*Short problem:*
Find each line in the items below that contains the string "frame" and copy those lines in full.

*Dataset excerpts:*
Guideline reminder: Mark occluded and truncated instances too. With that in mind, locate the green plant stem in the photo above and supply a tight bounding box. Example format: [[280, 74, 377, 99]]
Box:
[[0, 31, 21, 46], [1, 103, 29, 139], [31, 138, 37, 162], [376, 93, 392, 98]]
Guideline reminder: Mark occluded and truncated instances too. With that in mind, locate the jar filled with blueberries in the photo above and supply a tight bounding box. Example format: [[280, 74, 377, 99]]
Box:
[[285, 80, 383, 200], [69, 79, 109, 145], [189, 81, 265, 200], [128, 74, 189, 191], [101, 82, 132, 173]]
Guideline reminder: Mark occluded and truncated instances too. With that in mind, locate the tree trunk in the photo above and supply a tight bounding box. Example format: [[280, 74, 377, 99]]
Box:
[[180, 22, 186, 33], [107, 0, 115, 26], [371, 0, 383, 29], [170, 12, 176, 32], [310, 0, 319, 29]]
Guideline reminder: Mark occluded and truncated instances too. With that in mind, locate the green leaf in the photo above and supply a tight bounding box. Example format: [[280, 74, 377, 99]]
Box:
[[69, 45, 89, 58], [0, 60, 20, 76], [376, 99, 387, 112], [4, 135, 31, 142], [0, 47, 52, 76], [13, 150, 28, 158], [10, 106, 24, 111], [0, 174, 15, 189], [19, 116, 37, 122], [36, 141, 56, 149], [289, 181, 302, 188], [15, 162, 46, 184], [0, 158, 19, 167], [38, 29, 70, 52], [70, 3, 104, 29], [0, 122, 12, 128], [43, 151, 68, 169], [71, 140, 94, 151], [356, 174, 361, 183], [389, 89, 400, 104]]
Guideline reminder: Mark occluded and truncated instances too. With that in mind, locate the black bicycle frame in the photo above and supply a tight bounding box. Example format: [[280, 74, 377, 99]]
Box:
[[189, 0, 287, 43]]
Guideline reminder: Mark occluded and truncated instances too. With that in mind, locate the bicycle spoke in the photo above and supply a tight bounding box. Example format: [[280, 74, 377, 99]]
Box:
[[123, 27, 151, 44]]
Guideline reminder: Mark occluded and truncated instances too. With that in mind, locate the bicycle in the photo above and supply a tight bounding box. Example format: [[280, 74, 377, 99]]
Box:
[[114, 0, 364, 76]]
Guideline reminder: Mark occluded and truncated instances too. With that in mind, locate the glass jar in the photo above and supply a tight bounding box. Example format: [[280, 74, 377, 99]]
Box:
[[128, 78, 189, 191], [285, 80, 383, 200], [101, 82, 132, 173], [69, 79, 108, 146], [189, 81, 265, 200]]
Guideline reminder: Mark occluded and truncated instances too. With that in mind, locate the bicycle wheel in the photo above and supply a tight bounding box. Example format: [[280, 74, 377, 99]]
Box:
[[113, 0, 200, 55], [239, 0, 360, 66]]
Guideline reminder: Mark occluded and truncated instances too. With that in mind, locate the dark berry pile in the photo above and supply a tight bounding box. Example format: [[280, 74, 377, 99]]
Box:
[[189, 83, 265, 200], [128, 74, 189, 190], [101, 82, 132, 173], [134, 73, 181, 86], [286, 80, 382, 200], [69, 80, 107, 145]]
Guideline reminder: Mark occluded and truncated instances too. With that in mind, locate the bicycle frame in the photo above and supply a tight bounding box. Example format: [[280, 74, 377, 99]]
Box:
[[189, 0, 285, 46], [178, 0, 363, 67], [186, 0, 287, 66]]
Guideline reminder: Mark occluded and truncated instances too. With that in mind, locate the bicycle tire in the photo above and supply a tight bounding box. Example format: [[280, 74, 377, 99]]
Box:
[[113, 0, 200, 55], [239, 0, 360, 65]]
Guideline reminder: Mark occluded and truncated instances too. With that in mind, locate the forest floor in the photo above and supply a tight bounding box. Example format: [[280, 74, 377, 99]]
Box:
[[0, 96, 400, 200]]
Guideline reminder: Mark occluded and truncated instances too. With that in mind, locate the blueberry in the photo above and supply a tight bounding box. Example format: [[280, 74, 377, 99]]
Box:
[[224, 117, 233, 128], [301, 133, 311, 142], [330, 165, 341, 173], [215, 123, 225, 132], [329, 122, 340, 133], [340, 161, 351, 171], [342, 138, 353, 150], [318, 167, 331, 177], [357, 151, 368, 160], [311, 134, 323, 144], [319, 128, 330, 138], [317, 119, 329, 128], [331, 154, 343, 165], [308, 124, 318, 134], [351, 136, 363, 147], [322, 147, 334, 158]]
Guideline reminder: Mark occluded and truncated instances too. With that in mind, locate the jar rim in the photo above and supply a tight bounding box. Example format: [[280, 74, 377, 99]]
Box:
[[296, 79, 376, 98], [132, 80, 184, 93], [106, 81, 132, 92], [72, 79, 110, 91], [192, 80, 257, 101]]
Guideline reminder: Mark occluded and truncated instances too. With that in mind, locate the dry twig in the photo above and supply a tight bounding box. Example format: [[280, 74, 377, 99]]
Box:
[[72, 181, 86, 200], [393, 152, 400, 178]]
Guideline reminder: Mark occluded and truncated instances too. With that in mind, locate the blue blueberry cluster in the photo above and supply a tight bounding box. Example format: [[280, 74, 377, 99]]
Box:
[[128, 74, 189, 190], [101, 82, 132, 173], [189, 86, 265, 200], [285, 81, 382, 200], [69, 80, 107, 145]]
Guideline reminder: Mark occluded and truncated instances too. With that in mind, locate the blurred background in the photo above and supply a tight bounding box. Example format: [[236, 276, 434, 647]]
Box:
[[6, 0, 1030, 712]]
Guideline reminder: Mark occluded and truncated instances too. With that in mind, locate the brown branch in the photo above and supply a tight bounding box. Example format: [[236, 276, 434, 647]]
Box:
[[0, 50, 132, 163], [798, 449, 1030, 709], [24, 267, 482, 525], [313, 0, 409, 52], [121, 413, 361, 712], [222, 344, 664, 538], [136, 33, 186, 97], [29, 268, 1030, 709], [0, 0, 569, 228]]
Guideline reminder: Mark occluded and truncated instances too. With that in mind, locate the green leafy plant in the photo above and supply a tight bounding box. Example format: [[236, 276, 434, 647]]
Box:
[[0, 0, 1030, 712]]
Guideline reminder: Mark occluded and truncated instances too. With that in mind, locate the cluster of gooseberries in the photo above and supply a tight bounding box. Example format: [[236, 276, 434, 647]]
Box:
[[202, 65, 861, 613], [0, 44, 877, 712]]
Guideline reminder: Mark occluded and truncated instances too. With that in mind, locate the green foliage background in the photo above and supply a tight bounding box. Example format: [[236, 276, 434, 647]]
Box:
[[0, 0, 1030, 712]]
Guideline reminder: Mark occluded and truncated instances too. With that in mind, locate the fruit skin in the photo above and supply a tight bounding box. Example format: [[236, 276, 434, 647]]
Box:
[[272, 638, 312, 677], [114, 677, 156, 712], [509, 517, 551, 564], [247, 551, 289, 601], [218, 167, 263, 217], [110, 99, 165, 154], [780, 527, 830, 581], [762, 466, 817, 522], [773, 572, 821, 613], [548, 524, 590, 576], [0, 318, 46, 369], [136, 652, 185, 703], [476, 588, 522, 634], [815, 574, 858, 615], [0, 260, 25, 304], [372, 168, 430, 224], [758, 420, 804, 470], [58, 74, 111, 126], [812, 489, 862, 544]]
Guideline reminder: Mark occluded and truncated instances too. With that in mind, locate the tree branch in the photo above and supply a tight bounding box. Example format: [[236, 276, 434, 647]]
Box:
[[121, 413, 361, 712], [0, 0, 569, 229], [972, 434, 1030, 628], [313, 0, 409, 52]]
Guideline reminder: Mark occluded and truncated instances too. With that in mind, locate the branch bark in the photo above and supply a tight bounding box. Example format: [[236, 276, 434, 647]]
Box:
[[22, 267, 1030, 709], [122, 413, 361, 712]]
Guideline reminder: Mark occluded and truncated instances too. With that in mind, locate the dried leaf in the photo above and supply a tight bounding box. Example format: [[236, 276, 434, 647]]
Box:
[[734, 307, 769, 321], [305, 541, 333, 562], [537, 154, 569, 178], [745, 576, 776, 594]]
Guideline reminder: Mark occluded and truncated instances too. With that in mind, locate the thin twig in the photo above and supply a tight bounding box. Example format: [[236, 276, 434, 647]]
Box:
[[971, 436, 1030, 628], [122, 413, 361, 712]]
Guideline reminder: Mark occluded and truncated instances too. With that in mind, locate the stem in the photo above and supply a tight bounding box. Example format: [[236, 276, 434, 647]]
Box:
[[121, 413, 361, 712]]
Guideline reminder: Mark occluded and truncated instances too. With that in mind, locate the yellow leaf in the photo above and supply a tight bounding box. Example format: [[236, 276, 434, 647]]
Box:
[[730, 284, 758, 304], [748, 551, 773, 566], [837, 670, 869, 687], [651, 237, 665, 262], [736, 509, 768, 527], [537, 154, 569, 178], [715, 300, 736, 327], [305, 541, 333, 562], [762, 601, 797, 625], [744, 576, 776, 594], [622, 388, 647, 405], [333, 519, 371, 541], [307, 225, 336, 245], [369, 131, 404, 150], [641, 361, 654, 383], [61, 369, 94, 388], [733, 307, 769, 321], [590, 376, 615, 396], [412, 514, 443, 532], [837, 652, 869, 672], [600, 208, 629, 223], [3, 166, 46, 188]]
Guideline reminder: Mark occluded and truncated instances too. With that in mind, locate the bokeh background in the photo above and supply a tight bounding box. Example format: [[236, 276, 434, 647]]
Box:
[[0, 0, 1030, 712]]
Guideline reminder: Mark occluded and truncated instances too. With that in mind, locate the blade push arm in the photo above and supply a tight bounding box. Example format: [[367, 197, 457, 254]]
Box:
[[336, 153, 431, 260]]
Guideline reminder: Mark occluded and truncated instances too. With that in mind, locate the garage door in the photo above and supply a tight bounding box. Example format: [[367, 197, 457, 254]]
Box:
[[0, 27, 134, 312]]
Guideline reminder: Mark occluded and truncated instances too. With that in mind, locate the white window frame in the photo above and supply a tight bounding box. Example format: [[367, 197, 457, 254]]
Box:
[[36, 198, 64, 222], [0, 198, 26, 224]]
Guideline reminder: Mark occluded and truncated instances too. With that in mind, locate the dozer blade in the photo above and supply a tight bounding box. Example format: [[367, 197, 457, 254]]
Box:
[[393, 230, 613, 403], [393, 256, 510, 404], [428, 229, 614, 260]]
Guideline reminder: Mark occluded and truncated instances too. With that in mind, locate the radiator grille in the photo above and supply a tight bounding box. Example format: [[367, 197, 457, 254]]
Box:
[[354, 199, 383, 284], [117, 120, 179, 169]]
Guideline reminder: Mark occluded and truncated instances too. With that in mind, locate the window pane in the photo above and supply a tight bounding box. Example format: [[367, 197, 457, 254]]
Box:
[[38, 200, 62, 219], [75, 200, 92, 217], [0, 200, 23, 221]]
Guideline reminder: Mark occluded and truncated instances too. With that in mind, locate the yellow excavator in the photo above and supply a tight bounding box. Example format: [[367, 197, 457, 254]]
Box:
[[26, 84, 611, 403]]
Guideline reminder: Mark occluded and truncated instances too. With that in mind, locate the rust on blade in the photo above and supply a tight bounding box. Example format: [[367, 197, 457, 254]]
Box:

*Written solution:*
Guideline reminder: Mark occluded and truncated instances too. With that in mind, locate the black bicycle frame in the photo above and supply a tight bounding box. Example format: [[280, 74, 377, 99]]
Guideline reminder: Mark occluded and truncated instances too. With that in mind, locate the bicycle frame in the photo above and supply a tight bounding box. Example format: [[280, 74, 377, 99]]
Guideline reminder: Mark occluded and truncated instances too. With that in mind, locate the white window frame in the photo above and supply a tight bounding box. Example format: [[367, 197, 457, 254]]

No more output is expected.